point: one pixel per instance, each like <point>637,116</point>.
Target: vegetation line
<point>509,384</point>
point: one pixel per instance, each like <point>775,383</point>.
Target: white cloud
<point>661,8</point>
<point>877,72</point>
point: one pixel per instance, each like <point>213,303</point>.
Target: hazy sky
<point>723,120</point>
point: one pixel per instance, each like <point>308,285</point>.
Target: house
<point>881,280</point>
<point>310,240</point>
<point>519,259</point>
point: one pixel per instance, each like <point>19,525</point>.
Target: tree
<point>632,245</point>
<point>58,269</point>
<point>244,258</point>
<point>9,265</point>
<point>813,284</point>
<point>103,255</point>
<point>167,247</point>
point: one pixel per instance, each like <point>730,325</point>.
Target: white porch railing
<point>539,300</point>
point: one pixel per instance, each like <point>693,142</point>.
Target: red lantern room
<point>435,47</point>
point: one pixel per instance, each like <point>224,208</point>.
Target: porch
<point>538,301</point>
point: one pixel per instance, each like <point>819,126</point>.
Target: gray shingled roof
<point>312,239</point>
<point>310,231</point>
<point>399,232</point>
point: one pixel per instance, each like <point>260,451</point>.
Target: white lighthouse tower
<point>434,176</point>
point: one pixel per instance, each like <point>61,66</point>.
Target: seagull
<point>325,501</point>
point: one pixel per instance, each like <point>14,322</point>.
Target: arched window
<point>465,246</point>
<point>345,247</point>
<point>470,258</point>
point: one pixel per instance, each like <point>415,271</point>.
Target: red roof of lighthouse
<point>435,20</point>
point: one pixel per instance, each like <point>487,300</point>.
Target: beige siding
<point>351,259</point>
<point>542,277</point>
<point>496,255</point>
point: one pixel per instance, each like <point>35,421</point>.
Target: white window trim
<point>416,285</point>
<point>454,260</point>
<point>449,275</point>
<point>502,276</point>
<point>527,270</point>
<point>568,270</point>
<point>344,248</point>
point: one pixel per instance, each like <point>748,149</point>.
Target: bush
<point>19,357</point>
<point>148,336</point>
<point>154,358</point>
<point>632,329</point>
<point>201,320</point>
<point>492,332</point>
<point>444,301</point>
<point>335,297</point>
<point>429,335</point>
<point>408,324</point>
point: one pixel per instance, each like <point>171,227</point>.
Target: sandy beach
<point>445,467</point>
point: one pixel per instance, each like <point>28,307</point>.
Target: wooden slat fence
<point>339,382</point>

+ + + + + + +

Please return all of the records above line for line, with no changes.

**Problem solution**:
point: one pixel per instance, each like <point>637,116</point>.
Target: vegetation line
<point>509,384</point>
point: one pixel per instance, each like <point>775,383</point>.
Target: white cloud
<point>661,8</point>
<point>877,72</point>
point: one pixel per instance, each like <point>213,303</point>.
Target: hazy sky
<point>723,120</point>
point: one pixel per instance, each like <point>308,285</point>.
Target: house
<point>881,280</point>
<point>310,240</point>
<point>519,259</point>
point: one pixel per instance, each like <point>19,525</point>.
Target: tree
<point>632,245</point>
<point>58,269</point>
<point>244,258</point>
<point>9,265</point>
<point>813,284</point>
<point>103,255</point>
<point>167,247</point>
point: one pixel per instance, each like <point>730,325</point>.
Target: white porch railing
<point>539,300</point>
point: one pixel per instance, each like <point>693,142</point>.
Target: red lantern room
<point>435,47</point>
point: one pixel per instance, each like <point>224,208</point>.
Target: porch
<point>538,301</point>
point: one pixel per instance, each like <point>819,126</point>.
Target: gray shingled roof
<point>312,239</point>
<point>310,231</point>
<point>399,232</point>
point: one pixel per instance, each like <point>260,451</point>.
Target: white lighthouse tower
<point>434,176</point>
point: one pixel per instance, each like <point>61,66</point>.
Target: seagull
<point>325,501</point>
point: one pixel per instance, each like <point>14,322</point>.
Target: arched window
<point>465,246</point>
<point>345,247</point>
<point>470,258</point>
point: one pixel per instance, each like <point>415,271</point>.
Target: red roof of lighthouse
<point>435,20</point>
point: one pixel per instance, each like <point>487,300</point>.
Target: beige siding
<point>351,259</point>
<point>542,277</point>
<point>496,255</point>
point: one pixel per instance, each like <point>35,421</point>.
Target: white window trim
<point>416,285</point>
<point>454,260</point>
<point>449,275</point>
<point>502,276</point>
<point>527,270</point>
<point>568,270</point>
<point>344,248</point>
point: one pixel per instance, each like <point>748,149</point>.
Target: bush
<point>19,357</point>
<point>148,336</point>
<point>154,358</point>
<point>632,329</point>
<point>201,320</point>
<point>492,332</point>
<point>444,301</point>
<point>335,297</point>
<point>429,335</point>
<point>408,324</point>
point: one pixel per instance, each like <point>171,227</point>.
Target: sandy beach
<point>445,467</point>
point: one pixel per instance, each like <point>28,307</point>.
Target: wooden slat fence
<point>339,382</point>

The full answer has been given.